Monday, September 2, 2013

American Expats in Buenos Aires: Day 1 - The Arrival

A week ago, my spouse and I took a trip to Buenos Aires mainly to validate my diploma and transcripts so I could officially attend the university in Argentina next year. The cheapest way for us to get there was by train.  
We bought the “Pullman” class seats, which is like 1st class in Argentina but equivalent to Amtrak’s coach seats in the United States. The cost of each ticket was 89 pesos (15.71 USD). 
Sleeping compartments are available too, but are a bit more expensive. I wouldn’t recommend anything less than the “Pullman” class since the cheaper class doesn’t have well kept, or temperature-controlled compartments, and they tend to attract a shadier group of passengers.
My main complaint about the train was that there was a plastic partition in front of the window which distorted the view. This made it very difficult to film any scenery, but I understood very quickly why the shield was needed. As the train passes through the rural areas, dried tree branches scratch against the side of the train. These plastic partitions were undoubtedly placed there to prevent damage to the glass.

A complete dinner service was about 70 pesos (12.35 in USD) but I opted for a sandwich and a Coke, which was 24 pesos for each of us (4.23 in USD). 
When we finally arrived in Buenos Aires, we picked up our luggage and headed to what I thought would be the street. Instead, I was pleasantly surprised to find a station, somewhat similar to Grand Central, albeit 70 percent smaller. There were coffee shops, money exchange centers, stores, and ticket booths. It was quite different from the station in Cordoba, which only has a ticket booth and a bunch of train tracks. 
When we walked out of the station, our jaws dropped! In front of us was this huge city with clean buildings, clean sidewalks and clean streets and lots and lots of people. I looked at my spouse and asked him if we’d been magically transported back to New York. In that instance, we knew that B.A. was worlds apart from Cordoba.
○ ○ ○ ○
[Things to do]
[1] Answer these questions using the Buenos Aires travel post:
(a) How many pesos did each "Pullman" class ticket cost?
(b) What were the plastic partitions in front of the train windows meant to prevent?
(c) What does the station in Cordoba have?
[2] Retype the part of the Buenos Aires travel post that opens with the words containing "A complete dinner" and closes with "bunch of train tracks.", keeping every word and punctuation mark unchanged.
[3] Extend the Buenos Aires travel post, picking up right after its last sentence.

(Entries for labeling bounding boxes)
○ ○ ○ ○
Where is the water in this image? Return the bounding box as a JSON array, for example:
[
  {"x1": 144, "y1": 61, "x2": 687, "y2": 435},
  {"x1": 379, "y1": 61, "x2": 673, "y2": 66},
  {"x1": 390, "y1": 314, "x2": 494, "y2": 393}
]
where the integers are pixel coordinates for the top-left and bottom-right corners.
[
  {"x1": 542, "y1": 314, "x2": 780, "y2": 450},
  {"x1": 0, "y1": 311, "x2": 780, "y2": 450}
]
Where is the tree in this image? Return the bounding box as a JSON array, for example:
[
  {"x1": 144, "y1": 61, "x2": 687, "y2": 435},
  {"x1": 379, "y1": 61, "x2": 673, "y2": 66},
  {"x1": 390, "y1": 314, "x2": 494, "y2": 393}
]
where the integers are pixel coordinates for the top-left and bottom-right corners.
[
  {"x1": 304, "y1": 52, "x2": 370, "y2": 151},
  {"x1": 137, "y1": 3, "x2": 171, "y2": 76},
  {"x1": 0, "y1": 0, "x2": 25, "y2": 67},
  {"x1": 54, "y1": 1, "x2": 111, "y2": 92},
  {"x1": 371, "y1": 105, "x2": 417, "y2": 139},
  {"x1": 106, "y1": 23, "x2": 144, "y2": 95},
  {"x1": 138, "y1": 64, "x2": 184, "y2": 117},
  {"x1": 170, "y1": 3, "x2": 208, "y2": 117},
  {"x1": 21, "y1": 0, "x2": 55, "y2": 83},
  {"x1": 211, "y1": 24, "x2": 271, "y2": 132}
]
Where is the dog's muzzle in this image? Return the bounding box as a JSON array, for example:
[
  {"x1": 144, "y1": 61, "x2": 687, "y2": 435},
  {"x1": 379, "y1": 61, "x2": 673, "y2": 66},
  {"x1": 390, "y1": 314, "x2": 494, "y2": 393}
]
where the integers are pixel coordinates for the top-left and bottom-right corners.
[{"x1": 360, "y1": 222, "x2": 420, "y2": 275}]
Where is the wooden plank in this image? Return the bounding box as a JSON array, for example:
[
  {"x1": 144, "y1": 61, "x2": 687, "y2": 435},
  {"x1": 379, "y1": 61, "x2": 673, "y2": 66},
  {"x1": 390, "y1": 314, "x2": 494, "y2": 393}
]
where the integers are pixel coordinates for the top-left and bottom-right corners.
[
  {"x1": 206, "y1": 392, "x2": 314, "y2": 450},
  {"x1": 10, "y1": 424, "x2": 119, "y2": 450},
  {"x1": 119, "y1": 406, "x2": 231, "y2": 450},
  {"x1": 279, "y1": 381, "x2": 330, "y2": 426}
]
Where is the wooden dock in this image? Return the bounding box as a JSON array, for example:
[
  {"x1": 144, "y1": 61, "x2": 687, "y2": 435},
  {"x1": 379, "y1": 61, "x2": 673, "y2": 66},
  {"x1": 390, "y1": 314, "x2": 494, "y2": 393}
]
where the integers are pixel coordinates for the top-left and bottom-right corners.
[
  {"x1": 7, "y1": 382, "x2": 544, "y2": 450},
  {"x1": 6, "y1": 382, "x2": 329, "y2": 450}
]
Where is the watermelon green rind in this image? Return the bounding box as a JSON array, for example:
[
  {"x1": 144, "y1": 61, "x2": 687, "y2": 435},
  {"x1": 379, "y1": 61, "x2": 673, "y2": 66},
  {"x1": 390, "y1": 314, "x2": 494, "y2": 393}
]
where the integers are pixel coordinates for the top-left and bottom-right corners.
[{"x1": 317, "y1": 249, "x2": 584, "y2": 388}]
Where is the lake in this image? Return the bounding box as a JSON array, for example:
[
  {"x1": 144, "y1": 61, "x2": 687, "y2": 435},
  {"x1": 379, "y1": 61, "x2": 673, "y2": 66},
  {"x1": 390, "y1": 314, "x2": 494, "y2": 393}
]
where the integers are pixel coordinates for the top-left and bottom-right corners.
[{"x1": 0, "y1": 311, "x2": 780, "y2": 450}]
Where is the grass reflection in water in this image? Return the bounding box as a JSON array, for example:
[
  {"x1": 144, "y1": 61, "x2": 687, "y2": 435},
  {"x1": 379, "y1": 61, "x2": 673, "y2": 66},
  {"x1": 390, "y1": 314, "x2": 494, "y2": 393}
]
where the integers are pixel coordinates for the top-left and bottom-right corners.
○ ○ ○ ○
[Outputs by task]
[1]
(a) 89 pesos (15.71 USD).
(b) Damage to the glass.
(c) Only a ticket booth and a bunch of train tracks.

[2]
A complete dinner service was about 70 pesos (12.35 in USD) but I opted for a sandwich and a Coke, which was 24 pesos for each of us (4.23 in USD). 
When we finally arrived in Buenos Aires, we picked up our luggage and headed to what I thought would be the street. Instead, I was pleasantly surprised to find a station, somewhat similar to Grand Central, albeit 70 percent smaller. There were coffee shops, money exchange centers, stores, and ticket booths. It was quite different from the station in Cordoba, which only has a ticket booth and a bunch of train tracks.

[3]
We hailed a cab and gave him directions to our hotel. The driver quickly turned us down and said that he doesn’t go to the location we specified. Our excitement quickly turned to despair. We thought, “If the cabs don’t go to the hotel, how do we get there? By foot?” Then, we took a chance and hailed another cab. This driver had no problem taking us. 
Along the way we got to see some beautiful buildings. Some of them reminded me of the buildings I’d seen while driving through Miami Beach, Florida when I was in my late teens/early 20s. I had this cheese face smile the whole ride to the hotel. Buenos Aires may not have been home, but it sure felt like it. The whole cab ride cost us 30 pesos (5.29 in USD). 
Our check-in at Hotel Mundial was at 3:00 pm but we had arrived in Buenos Aires at 11:00 a.m. We didn’t want to walk around the city with our bulky luggage, so we went into the hotel and asked them if we could check in early. Fortunately, they said yes! 
We quickly headed upstairs to check out our room. The room was clean. The bed was fantastic and spacious. The best part for us was the balcony. Well… sort of. The view of the city was fantastic from up there, but I am petrified of heights. I can’t do roller coasters or climb a ladder without freaking out. I hate heights! There’s no way around it. I felt my knees buckle, but I tried to hang on out there long enough to take some photos with my spouse. Afterwards, we showered, changed our clothes and headed out to explore Buenos Aires. 
Only a block away from our hotel, we were startled by a woman who came out of a Chinese restaurant screaming that someone had just stolen her purse. The woman literally fainted by my feet. Obviously, being in a city like Buenos Aires, you have to be careful. It was the same way for us when we lived in New York. Don’t put your money in the obvious places where someone can snatch it from you, like your butt pant pockets. Be aware of your surroundings and if you see anyone getting too close to you or following you, get in a store or find a cop or join a group of people. Despite this incident, we chose to keep exploring and taking photos of the various buildings.
We eventually made it to a port called “Puerto Madero". There were boats, cannons, bridges and water. We even got to sit with a statue of Carlos Gardel, a famous singer in Argentina.
 We may have also spotted Wall-E in the water... but we're not sure. You decide. We decided to continue exploring the city, and it was just spectacular!
So, what could have made this experience even better? A TGIF restaurant… and we’d just spotted one.
We were trying to figure out whether to go in or not. I’d checked online and everyone from Argentinians to U.S. tourists had given the TGIF restaurants in Buenos Aires a very negative review. So, we figured we’d check the prices at the door first. The meals averaged about 80 pesos (15.00 in USD).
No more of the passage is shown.